DIRECTIONS FOR THIS TASK >> Reproduce the entries below word for word, from the line containing "In the photo above, where can the chimney" through the final line of the entries, including both of those lines.

ITEMS >>

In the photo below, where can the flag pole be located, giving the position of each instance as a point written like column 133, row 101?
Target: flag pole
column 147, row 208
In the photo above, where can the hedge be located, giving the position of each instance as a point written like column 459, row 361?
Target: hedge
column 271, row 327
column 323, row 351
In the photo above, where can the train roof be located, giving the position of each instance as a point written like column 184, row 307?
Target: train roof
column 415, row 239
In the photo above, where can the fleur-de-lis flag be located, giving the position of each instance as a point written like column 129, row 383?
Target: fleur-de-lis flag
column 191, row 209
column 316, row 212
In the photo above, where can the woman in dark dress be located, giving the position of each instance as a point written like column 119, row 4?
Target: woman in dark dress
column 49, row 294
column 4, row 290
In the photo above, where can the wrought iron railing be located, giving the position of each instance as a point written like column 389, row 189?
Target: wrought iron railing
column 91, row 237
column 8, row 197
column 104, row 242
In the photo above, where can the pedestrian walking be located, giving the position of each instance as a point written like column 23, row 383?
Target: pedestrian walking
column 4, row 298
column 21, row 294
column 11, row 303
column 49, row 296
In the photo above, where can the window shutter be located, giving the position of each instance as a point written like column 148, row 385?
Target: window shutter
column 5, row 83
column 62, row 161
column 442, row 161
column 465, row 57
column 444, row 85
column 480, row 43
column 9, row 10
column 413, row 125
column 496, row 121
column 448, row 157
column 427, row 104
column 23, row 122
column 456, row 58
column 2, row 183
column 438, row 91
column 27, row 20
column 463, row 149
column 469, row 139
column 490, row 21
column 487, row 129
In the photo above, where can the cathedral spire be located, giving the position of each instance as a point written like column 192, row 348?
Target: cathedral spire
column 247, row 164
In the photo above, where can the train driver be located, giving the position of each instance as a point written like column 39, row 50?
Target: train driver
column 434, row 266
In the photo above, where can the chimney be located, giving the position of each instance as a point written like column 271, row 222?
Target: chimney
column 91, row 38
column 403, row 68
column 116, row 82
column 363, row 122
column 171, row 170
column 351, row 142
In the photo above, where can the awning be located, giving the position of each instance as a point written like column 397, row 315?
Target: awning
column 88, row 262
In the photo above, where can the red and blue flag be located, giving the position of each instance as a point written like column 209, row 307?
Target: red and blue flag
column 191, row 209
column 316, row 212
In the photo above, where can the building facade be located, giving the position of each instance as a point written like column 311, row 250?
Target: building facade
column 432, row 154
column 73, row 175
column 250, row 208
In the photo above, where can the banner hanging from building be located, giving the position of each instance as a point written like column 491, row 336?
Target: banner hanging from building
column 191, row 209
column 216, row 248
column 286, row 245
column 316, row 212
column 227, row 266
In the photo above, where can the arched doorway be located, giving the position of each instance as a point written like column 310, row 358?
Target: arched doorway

RESPONSE FOR THIS EXERCISE >>
In the photo above, where can the chimney be located, giving the position of each instance as a point written like column 271, row 222?
Target: chimney
column 91, row 38
column 403, row 68
column 116, row 82
column 363, row 122
column 171, row 170
column 351, row 142
In the photo above, where can the awning be located, giving the position of each instance as a point written like column 397, row 315?
Target: awning
column 88, row 262
In the photo above, where can the red and blue flag be located, giving the position of each instance as a point written like column 209, row 307?
Target: red and blue flag
column 191, row 209
column 316, row 212
In the photo above, where can the building facade be located, giving the position of each instance as a point written like column 311, row 250?
Target: building facade
column 432, row 154
column 73, row 175
column 250, row 208
In the photo above, where can the banner hanging from building be located, giving the position of each instance as a point written like column 491, row 336?
Target: banner hanging from building
column 191, row 209
column 216, row 248
column 286, row 245
column 316, row 212
column 227, row 266
In the photo above, where can the arched doorway be located, giving the position of each instance as a point written like column 310, row 358?
Target: arched doorway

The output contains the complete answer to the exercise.